- **Instruction**
Will you give every entry again exactly as it stands?

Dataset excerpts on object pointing
(begin)
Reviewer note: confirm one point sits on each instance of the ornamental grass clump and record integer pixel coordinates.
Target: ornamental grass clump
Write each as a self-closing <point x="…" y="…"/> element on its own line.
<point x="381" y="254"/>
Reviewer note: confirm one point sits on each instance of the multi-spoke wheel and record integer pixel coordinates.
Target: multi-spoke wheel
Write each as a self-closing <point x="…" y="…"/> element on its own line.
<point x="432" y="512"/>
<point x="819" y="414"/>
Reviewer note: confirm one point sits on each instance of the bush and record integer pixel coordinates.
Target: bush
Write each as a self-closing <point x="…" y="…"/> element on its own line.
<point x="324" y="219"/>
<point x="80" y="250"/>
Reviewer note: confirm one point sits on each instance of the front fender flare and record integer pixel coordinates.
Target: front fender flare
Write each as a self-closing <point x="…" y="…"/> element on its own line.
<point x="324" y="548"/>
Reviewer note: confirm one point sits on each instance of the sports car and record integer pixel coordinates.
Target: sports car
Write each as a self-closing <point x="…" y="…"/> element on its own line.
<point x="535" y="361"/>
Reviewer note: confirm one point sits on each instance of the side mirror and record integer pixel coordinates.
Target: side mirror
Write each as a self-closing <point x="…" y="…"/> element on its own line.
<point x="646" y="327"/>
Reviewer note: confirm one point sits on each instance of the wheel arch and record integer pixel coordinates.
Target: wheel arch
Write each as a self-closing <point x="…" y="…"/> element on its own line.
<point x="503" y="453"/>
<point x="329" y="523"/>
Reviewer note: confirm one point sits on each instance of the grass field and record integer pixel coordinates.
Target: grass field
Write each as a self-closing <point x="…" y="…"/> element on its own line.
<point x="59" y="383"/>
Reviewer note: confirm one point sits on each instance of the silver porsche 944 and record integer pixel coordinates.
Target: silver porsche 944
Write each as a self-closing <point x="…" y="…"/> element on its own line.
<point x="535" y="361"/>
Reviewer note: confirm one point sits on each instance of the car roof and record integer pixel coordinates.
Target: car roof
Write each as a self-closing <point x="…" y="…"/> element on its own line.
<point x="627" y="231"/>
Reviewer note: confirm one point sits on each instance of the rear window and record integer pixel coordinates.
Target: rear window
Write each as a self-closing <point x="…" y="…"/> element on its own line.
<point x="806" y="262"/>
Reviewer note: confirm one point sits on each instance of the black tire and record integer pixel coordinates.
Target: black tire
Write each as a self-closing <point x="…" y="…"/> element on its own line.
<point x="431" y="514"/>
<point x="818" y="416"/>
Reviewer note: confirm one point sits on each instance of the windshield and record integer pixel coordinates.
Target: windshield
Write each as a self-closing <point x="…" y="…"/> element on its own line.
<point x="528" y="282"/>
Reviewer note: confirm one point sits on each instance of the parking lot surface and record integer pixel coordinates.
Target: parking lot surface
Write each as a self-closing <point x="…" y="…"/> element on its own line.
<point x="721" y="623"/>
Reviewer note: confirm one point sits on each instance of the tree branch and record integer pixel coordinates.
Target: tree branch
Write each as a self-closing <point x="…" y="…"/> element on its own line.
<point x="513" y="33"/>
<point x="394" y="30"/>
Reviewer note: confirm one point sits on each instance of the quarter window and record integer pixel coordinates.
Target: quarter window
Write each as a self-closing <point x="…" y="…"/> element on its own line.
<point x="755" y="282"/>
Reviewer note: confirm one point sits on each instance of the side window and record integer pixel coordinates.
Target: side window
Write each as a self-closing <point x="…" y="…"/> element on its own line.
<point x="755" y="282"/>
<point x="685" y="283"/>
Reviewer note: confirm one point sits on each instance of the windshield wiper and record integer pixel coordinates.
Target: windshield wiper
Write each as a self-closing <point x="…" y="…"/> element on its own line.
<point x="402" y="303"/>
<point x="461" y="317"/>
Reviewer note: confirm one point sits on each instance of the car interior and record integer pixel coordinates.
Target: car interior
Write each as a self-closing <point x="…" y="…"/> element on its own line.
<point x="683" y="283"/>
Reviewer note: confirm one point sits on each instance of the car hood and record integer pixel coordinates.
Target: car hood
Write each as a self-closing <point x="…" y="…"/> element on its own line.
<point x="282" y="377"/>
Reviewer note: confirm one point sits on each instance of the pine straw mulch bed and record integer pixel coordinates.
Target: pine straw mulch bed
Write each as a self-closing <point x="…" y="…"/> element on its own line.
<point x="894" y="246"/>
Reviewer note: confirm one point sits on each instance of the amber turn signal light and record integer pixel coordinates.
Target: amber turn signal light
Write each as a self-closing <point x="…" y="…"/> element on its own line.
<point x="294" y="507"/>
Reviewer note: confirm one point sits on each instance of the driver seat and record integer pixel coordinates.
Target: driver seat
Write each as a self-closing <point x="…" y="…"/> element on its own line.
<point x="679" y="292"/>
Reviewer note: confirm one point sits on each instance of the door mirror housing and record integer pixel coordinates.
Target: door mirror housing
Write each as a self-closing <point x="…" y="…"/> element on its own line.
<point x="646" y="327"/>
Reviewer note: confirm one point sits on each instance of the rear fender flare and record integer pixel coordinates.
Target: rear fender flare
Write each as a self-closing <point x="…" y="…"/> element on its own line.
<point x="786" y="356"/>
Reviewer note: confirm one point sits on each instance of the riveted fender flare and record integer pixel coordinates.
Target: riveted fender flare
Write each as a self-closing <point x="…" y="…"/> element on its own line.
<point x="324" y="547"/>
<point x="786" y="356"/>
(end)
- **Reply to the task**
Reviewer note: confirm one point sits on each instance of the ornamental grass clump and record integer pixel coordinates.
Target: ornamental grass clump
Write each as a self-closing <point x="…" y="…"/> element on its own line.
<point x="381" y="254"/>
Reviewer note: confirm one point sits on each instance of the multi-spoke wheel and record integer pixel coordinates.
Target: multi-spoke wheel
Write each as a self-closing <point x="…" y="…"/> element on its own line.
<point x="432" y="512"/>
<point x="819" y="414"/>
Reviewer note: confirm one point sits on each instance of the bush and record integer pixel coordinates.
Target: bush
Write each as a self-closing <point x="…" y="…"/> element on its own line.
<point x="324" y="219"/>
<point x="80" y="250"/>
Reviewer note: confirm one point sits on each instance of the front fender flare and record integer pixel coordinates.
Target: front fender flare
Write each as a self-closing <point x="…" y="…"/> element on its own line.
<point x="324" y="548"/>
Reviewer note: confirm one point sits on each instance of the sports car and record integer pixel coordinates.
Target: sports car
Write each as a self-closing <point x="…" y="…"/> element on its own line.
<point x="535" y="361"/>
Reviewer note: confirm one point sits on each instance of the side mirror and record integer pixel coordinates.
Target: side mirror
Write each as a self-closing <point x="…" y="…"/> element on its own line.
<point x="646" y="327"/>
Reviewer note: confirm one point sits on each instance of the wheel arch and record integer pixel coordinates.
Target: wheel arch
Write each as a self-closing <point x="…" y="…"/> element on its own line.
<point x="503" y="453"/>
<point x="329" y="523"/>
Reviewer note: confirm one point sits on each instance of the grass field and record integer pixel coordinates.
Target: grass field
Write each as a self-closing <point x="…" y="…"/> element on its own line.
<point x="59" y="383"/>
Reviewer note: confirm one point sits on each instance of the silver porsche 944 and record integer pixel coordinates.
Target: silver porsche 944
Write each as a self-closing <point x="…" y="…"/> element on its own line.
<point x="535" y="361"/>
Reviewer note: confirm one point sits on each instance of the car roof and record integer pixel coordinates.
Target: car roof
Write each as a self-closing <point x="…" y="…"/> element on its own line.
<point x="627" y="231"/>
Reviewer note: confirm one point sits on each instance of the rear window and record integer pixel coordinates.
Target: rear window
Write each as a self-closing <point x="…" y="…"/> element on its own line.
<point x="806" y="262"/>
Reviewer note: confirm one point sits on each instance of the black tire and record integer pixel coordinates.
Target: black tire
Write each as a self-closing <point x="…" y="…"/> element on its own line.
<point x="431" y="514"/>
<point x="818" y="416"/>
Reviewer note: confirm one point sits on each instance of the windshield and record integer pixel coordinates.
Target: windshield
Write each as a self-closing <point x="…" y="…"/> element on its own line.
<point x="528" y="282"/>
Reviewer note: confirm one point sits on each instance of the parking lot surface and record integer pixel coordinates.
Target: parking lot surface
Write each as a self-closing <point x="…" y="…"/> element on its own line.
<point x="721" y="623"/>
Reviewer note: confirm one point sits on each instance of the tree branch and record integer pixel coordinates.
Target: tree branch
Write each as a self-closing <point x="…" y="…"/> element on its own line.
<point x="513" y="33"/>
<point x="394" y="30"/>
Reviewer note: confirm one point sits on each instance of the quarter window and record integer pixel coordinates.
Target: quarter window
Write each as a self-closing <point x="…" y="…"/> element on its own line.
<point x="755" y="282"/>
Reviewer note: confirm one point sits on each instance of the side window and record integer pixel coordinates.
Target: side window
Write each as a self-closing <point x="…" y="…"/> element on its own line.
<point x="755" y="282"/>
<point x="685" y="283"/>
Reviewer note: confirm one point sits on each instance of the windshield wiper and record integer pixel coordinates.
Target: windshield wiper
Write each as a self-closing <point x="…" y="…"/> element on its own line.
<point x="402" y="303"/>
<point x="461" y="317"/>
Reviewer note: confirm one point sits on each instance of the car interior and record integer pixel coordinates.
Target: car interior
Write each as a self-closing <point x="…" y="…"/> element on its own line.
<point x="683" y="283"/>
Reviewer note: confirm one point sits on each instance of the car hood and record integer pixel coordinates.
Target: car hood
Write each as a self-closing <point x="…" y="…"/> element on its own line.
<point x="282" y="377"/>
Reviewer note: confirm one point sits on each instance of the pine straw mulch bed and record integer pixel coordinates.
Target: pine straw mulch bed
Write each as a self-closing <point x="…" y="…"/> element on its own line.
<point x="894" y="246"/>
Reviewer note: confirm one point sits on each instance of the amber turn signal light and record integer pixel coordinates.
Target: amber turn signal light
Write each as a self-closing <point x="…" y="…"/> element on its own line.
<point x="294" y="507"/>
Reviewer note: confirm one point sits on each instance of the driver seat and record integer pixel coordinates.
Target: driver seat
Write each as a self-closing <point x="…" y="…"/> element on its own line.
<point x="679" y="292"/>
Reviewer note: confirm one point sits on each instance of the door mirror housing and record integer pixel coordinates.
Target: door mirror housing
Write each as a self-closing <point x="…" y="…"/> element on its own line.
<point x="646" y="327"/>
Reviewer note: confirm one point sits on each instance of the rear fender flare and record integer pixel coordinates.
Target: rear fender flare
Write each as a self-closing <point x="…" y="…"/> element on its own line.
<point x="786" y="356"/>
Reviewer note: confirm one point sits on each instance of the riveted fender flare and record integer pixel coordinates.
Target: riveted fender flare
Write each as a self-closing <point x="…" y="…"/> element on its own line.
<point x="324" y="547"/>
<point x="786" y="356"/>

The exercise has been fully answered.